Top of GIVEN DATA

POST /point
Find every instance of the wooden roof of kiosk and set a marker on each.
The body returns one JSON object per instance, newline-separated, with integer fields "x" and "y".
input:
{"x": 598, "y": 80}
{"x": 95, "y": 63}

Bottom of GIVEN DATA
Top of GIVEN DATA

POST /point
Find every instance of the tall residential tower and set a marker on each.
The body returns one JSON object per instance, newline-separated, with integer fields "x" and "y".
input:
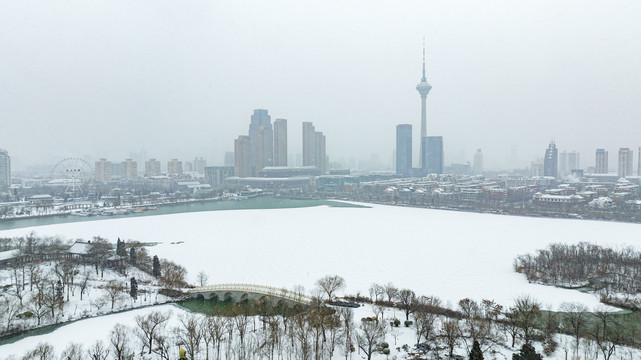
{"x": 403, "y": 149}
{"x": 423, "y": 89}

Bottom of GIVEN DATA

◆ **WORK INSTRUCTION**
All lines above containing the string "marker": copy each one.

◆ **SOLUTION TO THIS EXERCISE**
Find every instance of the wooden roof of kiosk and set a marker on each.
Find every instance of the tall residential tower and set a marker on each.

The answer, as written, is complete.